§ WHAT TO PRODUCE
Write out the listing below as a JSON array of strings, with one string for each line and any blank lines omitted.

§ DATA RECORDS
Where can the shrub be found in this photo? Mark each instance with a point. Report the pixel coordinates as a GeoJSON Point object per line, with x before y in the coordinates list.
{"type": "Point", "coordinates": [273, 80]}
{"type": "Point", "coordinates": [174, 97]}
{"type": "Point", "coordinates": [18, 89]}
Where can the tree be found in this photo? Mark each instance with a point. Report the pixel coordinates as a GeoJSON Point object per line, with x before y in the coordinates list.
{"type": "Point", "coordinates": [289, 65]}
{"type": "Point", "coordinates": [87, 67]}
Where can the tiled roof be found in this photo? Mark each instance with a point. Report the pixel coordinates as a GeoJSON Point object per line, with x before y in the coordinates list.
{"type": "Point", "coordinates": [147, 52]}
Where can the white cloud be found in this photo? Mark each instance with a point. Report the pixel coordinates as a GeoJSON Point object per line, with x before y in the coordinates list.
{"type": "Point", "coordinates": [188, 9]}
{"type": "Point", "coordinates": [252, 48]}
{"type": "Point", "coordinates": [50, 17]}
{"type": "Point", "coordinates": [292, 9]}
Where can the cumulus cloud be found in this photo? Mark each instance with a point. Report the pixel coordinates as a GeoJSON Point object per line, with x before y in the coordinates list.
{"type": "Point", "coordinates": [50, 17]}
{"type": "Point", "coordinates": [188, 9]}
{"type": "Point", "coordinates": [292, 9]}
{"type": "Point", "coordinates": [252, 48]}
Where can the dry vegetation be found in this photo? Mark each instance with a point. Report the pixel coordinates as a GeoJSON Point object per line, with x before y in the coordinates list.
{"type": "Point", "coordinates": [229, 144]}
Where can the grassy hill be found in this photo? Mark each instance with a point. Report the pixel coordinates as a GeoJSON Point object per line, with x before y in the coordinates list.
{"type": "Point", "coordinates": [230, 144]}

§ EXERCISE RESULT
[
  "Where can the shrub be found in this photo? Mark each instance with a point. Report the pixel coordinates as a GeoJSON Point object per line, with x before y in the coordinates list.",
  "{\"type\": \"Point\", \"coordinates\": [273, 80]}",
  "{\"type\": \"Point\", \"coordinates\": [174, 97]}",
  "{\"type\": \"Point\", \"coordinates\": [18, 89]}",
  "Where can the tree be found in this photo? Mark each instance with a point. Report the pixel coordinates as a GeoJSON Point object per line, with x before y in the coordinates list.",
  "{\"type\": \"Point\", \"coordinates\": [289, 65]}",
  "{\"type\": \"Point\", \"coordinates\": [87, 67]}",
  "Where can the tiled roof be found in this photo? Mark each instance with a point. Report the pixel coordinates as a GeoJSON Point object per line, with x before y in the coordinates list.",
  "{\"type\": \"Point\", \"coordinates\": [147, 52]}",
  "Where can the white cloud be found in this photo? Mark each instance with a point. Report the pixel coordinates as a GeoJSON Point object per line, with x before y in the coordinates list.",
  "{\"type\": \"Point\", \"coordinates\": [188, 9]}",
  "{\"type\": \"Point\", \"coordinates\": [252, 48]}",
  "{\"type\": \"Point\", \"coordinates\": [50, 17]}",
  "{\"type\": \"Point\", \"coordinates\": [292, 9]}",
  "Where can the cumulus cloud be found in this photo? Mark each instance with a point. Report the pixel coordinates as a GeoJSON Point object per line, with x before y in the coordinates list.",
  "{\"type\": \"Point\", \"coordinates\": [50, 17]}",
  "{\"type\": \"Point\", \"coordinates\": [188, 9]}",
  "{\"type\": \"Point\", \"coordinates\": [292, 9]}",
  "{\"type\": \"Point\", \"coordinates\": [252, 48]}",
  "Where can the dry vegetation be found in this photo? Mark each instance with a point. Report the pixel coordinates as a GeoJSON Point object per line, with x before y in the coordinates list.",
  "{\"type\": \"Point\", \"coordinates\": [229, 144]}",
  "Where can the grassy hill be found in this photo? Mark each instance with a point. Report the pixel coordinates as a GeoJSON Point object per line, with x before y in the coordinates list.",
  "{\"type\": \"Point\", \"coordinates\": [230, 144]}"
]